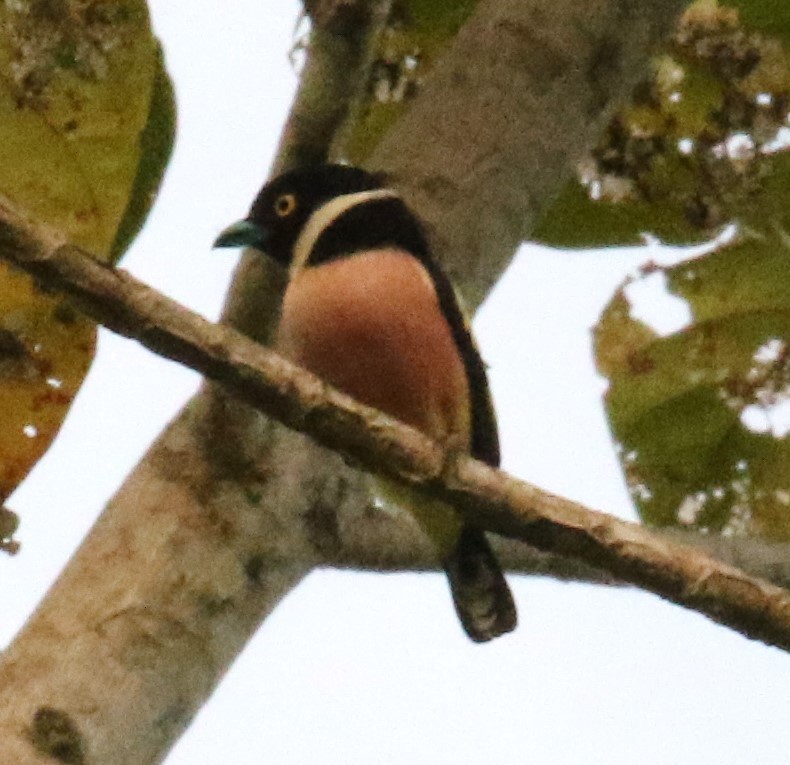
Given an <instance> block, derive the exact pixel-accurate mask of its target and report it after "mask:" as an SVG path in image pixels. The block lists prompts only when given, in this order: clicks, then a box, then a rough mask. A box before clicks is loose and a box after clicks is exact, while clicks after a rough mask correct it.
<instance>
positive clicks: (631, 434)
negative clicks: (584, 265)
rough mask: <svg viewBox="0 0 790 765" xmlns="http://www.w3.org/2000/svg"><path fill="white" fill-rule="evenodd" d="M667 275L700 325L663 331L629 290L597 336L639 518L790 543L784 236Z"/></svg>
mask: <svg viewBox="0 0 790 765" xmlns="http://www.w3.org/2000/svg"><path fill="white" fill-rule="evenodd" d="M664 272H665V273H666V276H667V284H668V287H669V290H670V292H671V293H672V294H674V295H675V296H677V297H681V298H684V299H686V300H687V301H688V304H689V307H690V309H691V312H692V315H693V317H694V318H693V322H692V324H691V325H690V326H688V327H686V328H684V329H682V330H680V331H678V332H674V333H672V334H669V335H667V336H665V337H661V336H659V335H657V334H656V333H655V332H652V331H650V330H649V329H648V328H647V327H646V326H645V325H644V324H642V323H641V322H638V321H636V320H635V319H633V318H632V317H631V315H630V309H631V306H630V304H629V302H628V299H627V297H626V293H625V291H624V290H622V289H621V290H620V291H619V292H618V294H617V295H616V297H615V299H614V300H613V301H612V302H611V303H610V305H609V306H608V307H607V309H606V310H605V312H604V314H603V316H602V317H601V320H600V322H599V325H598V327H597V328H596V355H597V358H598V360H599V367H600V369H601V371H602V373H604V374H605V375H606V376H607V377H608V379H609V390H608V392H607V395H606V407H607V413H608V415H609V420H610V425H611V428H612V432H613V435H614V437H615V439H616V441H617V442H618V446H619V453H620V459H621V464H622V467H623V471H624V473H625V476H626V479H627V481H628V484H629V487H630V489H631V491H632V496H633V497H634V500H635V502H636V505H637V508H638V510H639V513H640V515H641V516H642V518H643V519H644V520H645V521H646V522H649V523H653V524H657V525H678V526H684V527H694V528H698V529H708V530H717V531H722V530H724V531H727V532H729V533H742V532H745V533H751V534H758V535H763V536H766V537H768V538H771V539H776V540H779V539H781V540H787V539H790V459H788V458H790V438H788V436H787V432H788V431H790V423H788V422H786V420H787V415H786V414H784V413H783V412H782V411H781V410H782V407H783V406H784V405H785V404H789V405H790V280H789V279H788V278H787V275H788V274H790V250H789V249H788V247H787V245H786V243H785V241H784V239H783V238H782V237H780V236H776V237H774V238H772V239H766V238H760V239H747V240H744V241H741V242H740V243H739V244H737V245H733V246H729V247H725V248H723V249H721V250H719V251H717V252H713V253H710V254H708V255H704V256H701V257H698V258H694V259H692V260H690V261H687V262H685V263H683V264H681V265H678V266H675V267H673V268H670V269H666V270H665V271H664Z"/></svg>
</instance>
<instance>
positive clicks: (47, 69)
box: [0, 0, 174, 501]
mask: <svg viewBox="0 0 790 765" xmlns="http://www.w3.org/2000/svg"><path fill="white" fill-rule="evenodd" d="M173 123H174V119H173V108H172V94H171V93H170V90H169V84H168V81H167V76H166V74H165V72H164V68H163V65H162V60H161V54H160V51H159V48H158V45H157V43H156V40H155V38H154V37H153V35H152V33H151V29H150V23H149V19H148V12H147V8H146V5H145V2H144V1H143V0H116V1H115V2H108V1H107V0H93V1H92V2H84V1H82V0H80V1H78V0H38V1H37V2H16V3H5V4H3V5H1V6H0V194H2V196H3V197H5V198H6V199H7V200H8V201H9V202H10V203H11V204H12V205H13V206H14V207H15V208H17V209H18V210H19V211H20V212H22V213H23V214H25V215H26V216H27V217H29V218H30V219H32V220H36V221H39V222H41V223H43V224H46V225H48V226H50V227H52V228H56V229H59V230H60V231H61V232H62V233H63V234H64V236H65V237H66V238H67V239H68V240H70V241H71V242H73V243H75V244H77V245H80V246H83V247H85V248H86V249H88V250H89V251H90V252H92V253H93V254H94V255H96V257H98V258H101V259H103V260H106V261H112V262H114V261H115V260H117V258H118V257H119V256H120V254H121V252H122V251H123V249H124V248H125V247H126V246H127V244H128V243H129V241H130V240H131V238H132V236H133V235H134V233H135V232H136V231H137V230H138V229H139V227H140V226H141V225H142V222H143V220H144V218H145V216H146V214H147V212H148V210H149V209H150V206H151V203H152V202H153V198H154V195H155V193H156V189H157V188H158V185H159V181H160V179H161V176H162V172H163V168H164V165H165V163H166V161H167V156H168V154H169V150H170V143H171V141H172V130H173ZM95 336H96V330H95V326H94V325H93V323H92V322H90V321H89V320H87V319H85V318H84V317H82V316H81V315H80V314H79V313H78V312H76V311H75V310H74V309H73V308H72V307H71V306H70V304H69V303H68V301H66V300H64V299H62V298H60V297H59V296H55V295H51V294H48V293H46V292H45V291H44V290H42V289H41V288H40V287H39V286H38V285H36V284H34V283H33V281H32V280H31V279H30V278H29V277H27V276H26V275H25V274H22V273H20V272H17V271H13V270H11V269H10V268H8V267H6V266H1V265H0V501H1V500H3V499H5V497H7V496H8V494H9V493H10V492H11V491H13V489H14V488H15V487H16V486H17V485H18V483H19V482H20V481H21V480H22V479H23V478H24V477H25V475H26V474H27V472H28V471H29V470H30V468H31V467H32V466H33V465H34V464H35V463H36V461H37V460H38V459H39V458H40V457H41V455H42V454H44V452H45V451H46V449H47V448H48V446H49V444H50V443H51V441H52V439H53V438H54V437H55V435H56V433H57V431H58V429H59V428H60V425H61V423H62V421H63V418H64V417H65V416H66V413H67V412H68V409H69V407H70V405H71V402H72V401H73V399H74V396H75V395H76V393H77V391H78V390H79V387H80V385H81V384H82V381H83V379H84V377H85V374H86V373H87V371H88V368H89V366H90V363H91V361H92V359H93V354H94V347H95Z"/></svg>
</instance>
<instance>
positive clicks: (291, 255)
mask: <svg viewBox="0 0 790 765" xmlns="http://www.w3.org/2000/svg"><path fill="white" fill-rule="evenodd" d="M383 187H384V184H383V181H382V178H381V176H377V175H373V174H371V173H367V172H365V171H364V170H360V169H359V168H356V167H349V166H347V165H318V166H314V167H310V168H304V169H300V170H294V171H292V172H289V173H285V174H283V175H280V176H278V177H277V178H275V179H274V180H273V181H271V182H270V183H267V184H266V185H265V186H264V187H263V188H262V189H261V190H260V192H259V193H258V196H257V197H256V198H255V201H254V202H253V204H252V207H251V208H250V212H249V214H248V215H247V217H246V218H245V219H244V220H242V221H239V222H238V223H234V224H233V225H231V226H229V227H228V228H226V229H225V230H224V231H223V232H222V233H221V234H220V235H219V237H217V240H216V241H215V242H214V246H215V247H255V248H256V249H259V250H262V251H264V252H266V253H267V254H268V255H269V256H270V257H272V258H274V259H275V260H277V261H278V262H279V263H281V264H282V265H284V266H289V265H290V263H291V259H292V257H293V250H294V245H295V243H296V241H297V239H298V238H299V236H300V234H301V233H302V232H303V230H304V228H305V225H306V223H307V221H308V219H309V218H310V216H311V215H312V214H313V213H314V212H315V211H316V210H317V209H318V208H319V207H321V206H322V205H324V204H326V203H327V202H329V201H330V200H332V199H334V198H336V197H339V196H342V195H346V194H355V193H358V192H363V191H373V190H375V189H381V188H383Z"/></svg>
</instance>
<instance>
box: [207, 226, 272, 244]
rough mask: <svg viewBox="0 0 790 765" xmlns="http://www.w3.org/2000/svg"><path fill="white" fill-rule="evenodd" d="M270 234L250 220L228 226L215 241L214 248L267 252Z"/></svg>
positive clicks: (266, 231) (219, 235)
mask: <svg viewBox="0 0 790 765" xmlns="http://www.w3.org/2000/svg"><path fill="white" fill-rule="evenodd" d="M268 239H269V232H268V231H266V229H264V228H262V227H261V226H259V225H258V224H257V223H253V222H252V221H249V220H240V221H239V222H238V223H233V224H231V225H230V226H228V227H227V228H226V229H225V230H224V231H223V232H222V233H221V234H220V235H219V236H218V237H217V238H216V239H215V240H214V247H254V248H255V249H256V250H265V249H266V243H267V241H268Z"/></svg>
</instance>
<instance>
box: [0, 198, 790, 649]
mask: <svg viewBox="0 0 790 765" xmlns="http://www.w3.org/2000/svg"><path fill="white" fill-rule="evenodd" d="M2 217H3V224H2V226H0V256H1V257H3V258H5V259H7V260H10V261H11V262H13V263H14V264H16V265H17V266H19V267H20V268H24V269H25V270H26V271H28V272H29V273H31V274H32V275H33V276H35V277H36V278H39V279H41V280H43V281H45V282H46V284H47V285H48V286H50V287H54V288H57V289H59V290H62V291H64V292H65V293H67V294H69V295H70V296H72V297H73V298H75V299H76V300H77V301H78V303H79V304H80V305H81V306H82V307H83V308H84V309H85V310H86V312H88V313H89V314H90V315H91V316H93V318H95V319H96V320H98V321H100V322H102V323H103V324H105V325H106V326H107V327H109V328H110V329H112V330H114V331H116V332H119V333H121V334H123V335H126V336H127V337H133V338H136V339H137V340H139V341H140V342H141V343H142V344H143V345H145V346H146V347H148V348H150V349H151V350H153V351H154V352H156V353H159V354H161V355H163V356H166V357H168V358H171V359H173V360H175V361H179V362H181V363H184V364H187V365H188V366H190V367H192V368H193V369H196V370H197V371H199V372H202V373H203V374H204V375H206V376H207V377H209V378H211V379H213V380H216V381H218V382H221V383H222V384H223V385H224V386H226V387H228V388H229V389H230V390H232V391H233V392H234V393H235V394H236V395H237V396H239V397H240V398H242V399H243V400H245V401H246V402H248V403H249V404H251V405H252V406H254V407H256V408H258V409H260V410H261V411H263V412H265V413H266V414H268V415H270V416H271V417H274V418H275V419H277V420H279V421H281V422H283V423H284V424H286V425H287V426H289V427H291V428H294V429H296V430H299V431H302V432H304V433H307V434H308V435H310V436H311V437H312V438H314V439H315V440H316V441H317V442H318V443H320V444H322V445H323V446H326V447H329V448H331V449H334V450H337V451H339V452H340V453H342V454H343V455H344V456H346V457H348V458H350V459H352V460H354V461H356V462H358V463H359V464H361V465H363V466H364V467H366V468H367V469H369V470H372V471H375V472H380V473H384V474H386V475H389V476H391V477H394V478H398V479H399V480H402V481H404V482H407V483H410V484H412V485H415V486H418V487H421V488H422V489H424V490H425V491H426V492H429V493H431V494H434V495H436V496H439V497H442V498H445V499H449V500H451V501H452V502H453V503H454V504H455V505H456V506H457V507H458V508H459V509H460V510H461V511H462V512H463V513H464V514H466V515H467V516H468V517H469V518H470V519H472V520H474V521H475V522H477V523H480V524H481V525H483V526H484V527H485V528H488V529H491V530H493V531H496V532H498V533H500V534H502V535H504V536H509V537H514V538H518V539H521V540H524V541H526V542H528V543H530V544H531V545H533V546H534V547H536V548H538V549H540V550H544V551H547V552H555V553H559V554H560V555H563V556H568V557H572V558H576V559H578V560H581V561H583V562H585V563H587V564H589V565H591V566H592V567H593V568H597V569H601V570H603V571H605V572H608V573H610V574H612V575H613V576H614V577H615V578H617V579H620V580H622V581H624V582H628V583H631V584H634V585H636V586H638V587H641V588H643V589H646V590H649V591H651V592H654V593H656V594H658V595H661V596H662V597H665V598H667V599H668V600H671V601H673V602H675V603H678V604H680V605H683V606H686V607H688V608H693V609H695V610H697V611H699V612H701V613H704V614H706V615H707V616H709V617H711V618H712V619H714V620H716V621H718V622H720V623H722V624H725V625H727V626H729V627H732V628H733V629H736V630H738V631H739V632H741V633H743V634H744V635H747V636H748V637H752V638H756V639H760V640H763V641H764V642H766V643H769V644H772V645H776V646H779V647H782V648H785V649H790V593H789V592H787V591H785V590H782V589H781V588H779V587H776V586H774V585H771V584H770V583H768V582H764V581H762V580H759V579H755V578H753V577H750V576H748V575H747V574H745V573H744V572H742V571H740V570H738V569H736V568H733V567H731V566H726V565H723V564H721V563H719V562H717V561H715V560H714V559H712V558H710V557H708V556H707V555H705V554H704V553H702V552H699V551H697V550H694V549H692V548H688V547H683V546H681V545H676V544H673V543H671V542H669V541H667V540H666V539H662V538H660V537H658V536H656V535H655V534H652V533H651V532H649V531H647V530H646V529H644V528H642V527H640V526H638V525H636V524H632V523H627V522H625V521H621V520H618V519H616V518H614V517H612V516H607V515H604V514H603V513H598V512H595V511H592V510H588V509H587V508H584V507H582V506H581V505H578V504H576V503H574V502H570V501H568V500H565V499H562V498H560V497H556V496H553V495H551V494H549V493H547V492H544V491H541V490H540V489H538V488H536V487H534V486H531V485H530V484H527V483H525V482H523V481H518V480H516V479H515V478H513V477H511V476H508V475H507V474H505V473H503V472H501V471H497V470H494V469H493V468H491V467H489V466H487V465H484V464H482V463H480V462H478V461H476V460H473V459H471V458H470V457H468V456H465V455H459V454H453V453H449V452H446V451H445V450H444V449H442V448H441V447H440V446H439V445H438V444H437V443H435V442H433V441H431V440H430V439H429V438H427V437H426V436H424V435H422V434H421V433H419V432H418V431H416V430H414V429H412V428H409V427H407V426H405V425H402V424H400V423H397V422H395V421H394V420H391V419H390V418H388V417H386V416H385V415H383V414H382V413H380V412H377V411H375V410H373V409H369V408H368V407H364V406H361V405H360V404H357V403H356V402H354V401H353V400H351V399H350V398H349V397H347V396H345V395H343V394H342V393H339V392H338V391H336V390H334V389H332V388H330V387H329V386H327V385H326V384H324V383H323V382H321V381H320V380H319V379H318V378H316V377H314V376H313V375H311V374H309V373H307V372H305V371H304V370H301V369H299V368H298V367H295V366H294V365H292V364H290V363H289V362H288V361H286V360H285V359H283V358H281V357H279V356H277V355H276V354H274V353H273V352H270V351H268V350H267V349H265V348H264V347H262V346H259V345H257V344H255V343H253V342H251V341H250V340H248V339H247V338H245V337H243V336H242V335H239V334H238V333H236V332H235V331H234V330H232V329H230V328H227V327H222V326H219V325H212V324H210V323H209V322H207V321H206V320H205V319H203V318H201V317H200V316H198V315H196V314H194V313H192V312H191V311H189V310H187V309H185V308H184V307H182V306H180V305H178V304H177V303H175V302H173V301H171V300H169V299H168V298H166V297H165V296H163V295H161V294H159V293H158V292H156V291H155V290H153V289H152V288H150V287H148V286H146V285H144V284H142V283H141V282H138V281H137V280H136V279H134V278H133V277H132V276H130V275H129V274H128V273H126V272H124V271H120V270H114V269H112V268H109V267H107V266H105V265H102V264H101V263H99V262H97V261H96V260H94V259H92V258H91V257H90V256H88V255H86V254H85V253H83V252H81V251H80V250H78V249H77V248H75V247H72V246H69V245H67V244H62V243H60V242H58V241H57V239H56V238H52V237H50V238H49V239H47V238H45V237H42V235H41V234H40V233H38V232H36V230H35V229H34V228H33V227H32V226H30V225H26V224H25V223H24V221H23V220H21V219H20V218H19V217H17V216H15V215H14V214H13V211H12V210H10V209H9V208H8V207H6V208H5V209H3V210H2Z"/></svg>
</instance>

-------

What is needed =
Quote, without any changes, the part of the listing that opens at its very start and closes with the line containing "275L700 325L663 331L629", including both ends. Leave the picture out of your answer.

Response to this exercise =
Given an <instance> block, derive the exact pixel-accurate mask of its target and report it after "mask:" as an SVG path in image pixels. The block lists prompts only when given, in this order: clicks, then a box, then a rough mask. A box before clicks is loose and a box after clicks is exact, while clicks after a rough mask correct it.
<instance>
positive clicks: (631, 434)
negative clicks: (584, 265)
rough mask: <svg viewBox="0 0 790 765" xmlns="http://www.w3.org/2000/svg"><path fill="white" fill-rule="evenodd" d="M667 275L700 325L663 331L629 290L597 336L639 518L790 543L784 236Z"/></svg>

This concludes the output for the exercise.